Instructions for the task: The expected answer is the data below, retyped exactly.

Material supplied:
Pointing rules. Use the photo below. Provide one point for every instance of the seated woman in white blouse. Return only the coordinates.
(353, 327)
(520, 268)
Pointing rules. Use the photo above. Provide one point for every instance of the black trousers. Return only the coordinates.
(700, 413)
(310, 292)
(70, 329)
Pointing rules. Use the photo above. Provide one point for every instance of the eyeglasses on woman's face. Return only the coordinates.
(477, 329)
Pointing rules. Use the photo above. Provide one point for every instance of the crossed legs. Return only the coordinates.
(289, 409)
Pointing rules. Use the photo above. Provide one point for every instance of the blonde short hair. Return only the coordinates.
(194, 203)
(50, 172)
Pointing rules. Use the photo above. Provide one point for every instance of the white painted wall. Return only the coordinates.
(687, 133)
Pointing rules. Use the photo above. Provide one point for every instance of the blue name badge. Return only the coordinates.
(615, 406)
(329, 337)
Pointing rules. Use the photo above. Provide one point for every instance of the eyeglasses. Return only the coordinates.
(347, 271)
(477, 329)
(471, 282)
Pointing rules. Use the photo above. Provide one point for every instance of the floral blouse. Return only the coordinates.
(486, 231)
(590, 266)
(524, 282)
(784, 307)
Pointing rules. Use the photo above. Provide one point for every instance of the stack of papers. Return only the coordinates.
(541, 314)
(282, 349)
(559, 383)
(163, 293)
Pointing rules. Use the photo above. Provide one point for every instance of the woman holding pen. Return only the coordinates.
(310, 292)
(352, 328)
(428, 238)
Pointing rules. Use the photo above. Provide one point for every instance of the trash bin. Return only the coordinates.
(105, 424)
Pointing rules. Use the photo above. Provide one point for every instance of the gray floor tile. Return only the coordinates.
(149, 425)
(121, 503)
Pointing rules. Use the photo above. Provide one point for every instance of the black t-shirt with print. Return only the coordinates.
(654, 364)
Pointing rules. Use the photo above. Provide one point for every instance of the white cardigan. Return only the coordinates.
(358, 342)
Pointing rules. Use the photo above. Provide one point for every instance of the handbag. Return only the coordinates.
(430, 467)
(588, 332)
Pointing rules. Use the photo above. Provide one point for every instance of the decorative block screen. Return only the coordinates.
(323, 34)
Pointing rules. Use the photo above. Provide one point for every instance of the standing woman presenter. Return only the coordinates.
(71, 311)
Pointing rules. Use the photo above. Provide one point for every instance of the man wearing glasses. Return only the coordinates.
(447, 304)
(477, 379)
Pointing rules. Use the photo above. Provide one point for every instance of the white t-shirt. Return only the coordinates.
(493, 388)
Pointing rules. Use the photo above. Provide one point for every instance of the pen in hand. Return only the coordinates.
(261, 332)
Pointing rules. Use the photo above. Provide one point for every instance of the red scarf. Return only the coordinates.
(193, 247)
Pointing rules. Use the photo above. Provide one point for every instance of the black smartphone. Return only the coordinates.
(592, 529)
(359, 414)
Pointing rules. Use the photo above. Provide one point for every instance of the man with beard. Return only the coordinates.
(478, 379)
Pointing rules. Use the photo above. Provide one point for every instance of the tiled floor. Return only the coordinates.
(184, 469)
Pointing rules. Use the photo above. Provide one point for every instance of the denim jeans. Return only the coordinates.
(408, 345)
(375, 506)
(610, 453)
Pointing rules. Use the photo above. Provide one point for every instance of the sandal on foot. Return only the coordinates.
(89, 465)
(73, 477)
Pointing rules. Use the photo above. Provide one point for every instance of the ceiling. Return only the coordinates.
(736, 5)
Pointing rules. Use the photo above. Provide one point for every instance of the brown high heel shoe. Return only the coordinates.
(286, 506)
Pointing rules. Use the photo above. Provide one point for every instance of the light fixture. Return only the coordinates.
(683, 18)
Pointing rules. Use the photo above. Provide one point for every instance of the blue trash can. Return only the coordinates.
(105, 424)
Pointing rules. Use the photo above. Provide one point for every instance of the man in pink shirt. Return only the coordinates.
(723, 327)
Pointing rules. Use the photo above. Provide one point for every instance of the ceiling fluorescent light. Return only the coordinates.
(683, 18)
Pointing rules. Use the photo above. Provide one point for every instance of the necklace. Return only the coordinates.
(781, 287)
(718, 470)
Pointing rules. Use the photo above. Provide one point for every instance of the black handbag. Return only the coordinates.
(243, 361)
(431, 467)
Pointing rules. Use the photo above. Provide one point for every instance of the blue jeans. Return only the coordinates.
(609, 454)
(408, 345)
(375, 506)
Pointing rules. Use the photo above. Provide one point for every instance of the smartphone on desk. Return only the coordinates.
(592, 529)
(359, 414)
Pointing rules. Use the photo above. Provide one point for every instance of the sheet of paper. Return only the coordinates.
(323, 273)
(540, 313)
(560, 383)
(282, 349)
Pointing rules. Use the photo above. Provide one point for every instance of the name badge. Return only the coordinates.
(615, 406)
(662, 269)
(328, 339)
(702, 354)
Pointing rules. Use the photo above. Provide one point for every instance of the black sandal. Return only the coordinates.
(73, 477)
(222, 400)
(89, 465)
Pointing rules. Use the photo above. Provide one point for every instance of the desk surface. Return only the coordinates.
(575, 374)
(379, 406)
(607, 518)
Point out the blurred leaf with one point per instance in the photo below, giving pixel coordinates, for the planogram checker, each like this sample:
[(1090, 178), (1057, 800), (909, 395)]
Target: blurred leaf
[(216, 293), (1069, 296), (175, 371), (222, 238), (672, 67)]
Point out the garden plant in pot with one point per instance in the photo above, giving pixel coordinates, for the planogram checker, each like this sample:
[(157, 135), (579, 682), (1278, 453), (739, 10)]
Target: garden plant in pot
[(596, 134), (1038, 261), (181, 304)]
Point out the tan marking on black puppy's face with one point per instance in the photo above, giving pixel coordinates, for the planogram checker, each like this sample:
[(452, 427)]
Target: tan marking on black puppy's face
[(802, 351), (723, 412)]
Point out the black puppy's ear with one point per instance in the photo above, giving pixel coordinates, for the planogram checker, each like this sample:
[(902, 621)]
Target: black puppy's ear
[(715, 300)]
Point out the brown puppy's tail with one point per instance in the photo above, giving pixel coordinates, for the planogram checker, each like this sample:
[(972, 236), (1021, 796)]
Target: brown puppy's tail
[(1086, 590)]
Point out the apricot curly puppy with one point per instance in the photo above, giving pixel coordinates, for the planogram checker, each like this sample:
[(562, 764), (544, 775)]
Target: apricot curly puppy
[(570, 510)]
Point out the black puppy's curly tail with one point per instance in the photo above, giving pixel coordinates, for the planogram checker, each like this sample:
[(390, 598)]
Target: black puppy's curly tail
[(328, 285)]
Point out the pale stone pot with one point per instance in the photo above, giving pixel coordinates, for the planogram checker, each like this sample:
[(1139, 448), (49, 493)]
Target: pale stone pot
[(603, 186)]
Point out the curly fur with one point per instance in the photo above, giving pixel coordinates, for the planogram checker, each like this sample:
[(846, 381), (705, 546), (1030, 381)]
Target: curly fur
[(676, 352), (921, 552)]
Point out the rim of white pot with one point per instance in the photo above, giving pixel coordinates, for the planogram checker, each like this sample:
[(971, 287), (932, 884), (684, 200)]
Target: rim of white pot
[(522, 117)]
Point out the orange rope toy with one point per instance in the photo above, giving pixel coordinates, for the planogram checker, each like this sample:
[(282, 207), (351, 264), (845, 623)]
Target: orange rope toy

Response area:
Pointing rules. Use the photo below. Provide one point for every instance of the seated woman in white blouse. Return only the coordinates.
(353, 327)
(520, 268)
Pointing rules. Use the photo above. Provide one point for every instance of the black trousers. Return only the coordinates.
(700, 413)
(310, 292)
(70, 329)
Pointing rules. Use the photo above. Provide one point for every instance of the eyeglasses on woman's face. Return only the coordinates.
(477, 329)
Pointing rules. Use the photo above. Provide one point for every instance of the crossed legs. Return only the coordinates.
(289, 409)
Pointing rules. Use the photo above. Provide one point for every instance of the blonde short hair. Return only the coordinates.
(194, 203)
(50, 172)
Pointing rules. Use the photo above. Provide one point for every instance of the white painted wall. Return only the coordinates.
(687, 133)
Pointing rules. Use the photo above. Provide one point for every instance of the blue name badge. Return only the coordinates.
(615, 406)
(329, 337)
Pointing rules. Use the photo above. Provide one point for every instance of the eyeglasses. Return only the coordinates.
(347, 271)
(477, 329)
(471, 282)
Pointing rules. Use the photo above. Provide one point for every instance of the floral blouse. Return only the coordinates.
(486, 231)
(590, 266)
(524, 282)
(784, 307)
Pointing rules. Use the photo above. Provide one point for every instance of the stack of papers. Return only the coordinates.
(541, 314)
(282, 349)
(559, 383)
(163, 293)
Pointing rules. Use the photo above. Provide one point for every instance of the woman holding pen. Return only the coordinates.
(310, 292)
(352, 328)
(428, 238)
Pointing rules. Use the photo above. Provide one point for every instance of the trash bin. Return only the coordinates.
(105, 424)
Pointing rules. Use the photo above. Provide one point for every instance of the gray floor tile. Return only the coordinates.
(149, 425)
(121, 503)
Pointing rules. Use the photo above. Provide one point for every instance of the black t-shirt with print. Return only the coordinates.
(654, 364)
Pointing rules. Use the photo above. Provide one point for every instance of the white cardigan. Return only the coordinates.
(358, 342)
Pointing rules. Use the photo above. Provide one point for every instance of the handbag. Return only the coordinates.
(430, 467)
(588, 332)
Pointing rules. Use the photo above. Provide one point for every instance of the decorative block screen. Return only the coordinates.
(323, 34)
Pointing rules. Use the photo above. Provide one point for every instance of the standing woman presenter. Return only the coordinates.
(71, 311)
Pointing rules. Use the photo above. Provide one point for every instance of the man wearing glasses. Return only the coordinates.
(447, 304)
(477, 379)
Pointing rules. Use the photo above. Provide one point for every instance of the white t-shirt. Return only the coordinates.
(493, 388)
Pointing rules. Use the photo above. Provide one point for every instance of the pen in hand. Return only the coordinates.
(261, 332)
Pointing rules. Use the photo above. Provide one point for every instance of the red scarf. Return only the coordinates.
(193, 247)
Pointing rules. Use the photo above. Provide one point for every instance of the black smartphone. Return only the coordinates.
(592, 529)
(359, 414)
Pointing rules. Use the photo above. Provide one point for every instance of the man with beard. Return only the coordinates.
(478, 379)
Pointing rules. Use the photo above. Provide one point for every instance of the tiled floor. Return only the coordinates.
(184, 469)
Pointing rules. Use the photo above. Provide one point for every instance of the denim jeans. Return only the coordinates.
(408, 345)
(375, 506)
(610, 453)
Pointing rules. Use the photo above. Provide one point for every instance of the sandal on foot. Return only the coordinates.
(89, 465)
(73, 477)
Pointing rules. Use the photo above. Provide one point for every instance of the ceiling. Return only the coordinates.
(736, 5)
Pointing rules. Use the photo above. Provide one point for every instance of the brown high heel shoe. Return only the coordinates.
(286, 506)
Pointing rules. Use the photo above. Provide one point for every instance of the light fixture. Return only the coordinates.
(683, 18)
Pointing rules. Use the photo above. Provide one point for every instance of the blue trash can. Return only the coordinates.
(105, 424)
Pointing rules. Use the photo above. Provide one point for every instance of the man in pink shirt. Return only the coordinates.
(723, 327)
Pointing rules. Use the photo above. Provide one point for every instance of the ceiling fluorescent light. Return only the coordinates.
(683, 18)
Pointing rules. Use the photo above. Provide one point for every instance of the necklace. Return only the coordinates.
(781, 287)
(718, 470)
Pointing rules. Use the photo above. Provide one point for every instance of the black handbag. Return only the coordinates.
(243, 361)
(431, 467)
Pointing rules. Use the photo above. Provide one point for every instance of the blue jeans. Return only the coordinates.
(609, 454)
(408, 345)
(375, 506)
Pointing rules. Use the photo above. Provide one point for every instance of the smartphone on desk. Return only the coordinates.
(592, 529)
(359, 414)
Pointing rules. Use the photo above. Provide one point for every instance of the sheet of paper. Return only the coordinates.
(323, 273)
(540, 313)
(560, 383)
(282, 349)
Pointing rules. Use the photo above. Provide one point for every instance of the name badge. Return only the coordinates.
(615, 406)
(662, 269)
(328, 339)
(702, 354)
Pointing rules. Use the photo above. Provide one point for every instance of the black sandal. Return only the coordinates.
(73, 477)
(222, 400)
(89, 465)
Pointing rules. Use the photo above. Provide one point for every instance of the desk surface. Return only the coordinates.
(575, 374)
(379, 406)
(607, 518)
Point out the blurred leaf with one point per instance in the photo below, giving pixel coordinates, for the planogram checker, each like this sample:
[(1090, 178), (1057, 800), (909, 395)]
Target: blurred leaf
[(216, 293), (1069, 296), (175, 371), (222, 238), (672, 67)]
Point out the garden plant in pot with one point per instance in the photo above, giving pixel coordinates, for the planogram checker, each like this sample:
[(157, 135), (579, 682), (1278, 453), (739, 10)]
Target: garden plant in pot
[(596, 134), (1038, 261), (181, 304)]
Point out the tan marking on black puppy's face with one point per instance in the photo above, giving pixel coordinates, for the planogram checker, each like this sample:
[(452, 427)]
Target: tan marking on black puppy's face
[(802, 351), (723, 412)]
Point out the black puppy's ear with one point per instance in the photo above, giving pixel coordinates, for the planogram checker, each like this sample:
[(902, 621)]
Target: black puppy's ear
[(715, 300)]
Point out the brown puppy's tail with one point per instance in the photo above, giving pixel coordinates, for the planogram checker, each like this sample:
[(972, 236), (1021, 796)]
Target: brown puppy's tail
[(1086, 590)]
Point out the apricot curly puppy with one point per instance in the photo above, giving pixel coordinates, for the planogram checker, each like this sample:
[(562, 764), (544, 775)]
Target: apricot curly puppy
[(570, 510)]
Point out the black puppy's curly tail with one point per instance in the photo above, giving pixel coordinates, for the planogram checker, each like this sample:
[(390, 598)]
Target: black puppy's curly tail
[(328, 285)]
Point out the pale stone pot with one point per instance in the photo above, giving pixel coordinates, for the planogram checker, each like this sample:
[(1139, 448), (49, 493)]
Target: pale stone pot
[(603, 186)]
Point out the curly fur with one point per instance in the photo above, giving pixel coordinates, for the planogram checker, each like this sample:
[(846, 381), (705, 546), (1030, 381)]
Target: curly fur
[(676, 352), (921, 552)]
Point out the rim of white pot with one point per instance in the photo above, giving pixel coordinates, for the planogram checker, each like this sample:
[(971, 287), (932, 884), (684, 200)]
Target: rim of white pot
[(522, 117)]
Point out the orange rope toy with one point per instance in the photo above, giving pixel coordinates, for the planogram checker, each like this sample:
[(282, 207), (351, 264), (845, 623)]
Target: orange rope toy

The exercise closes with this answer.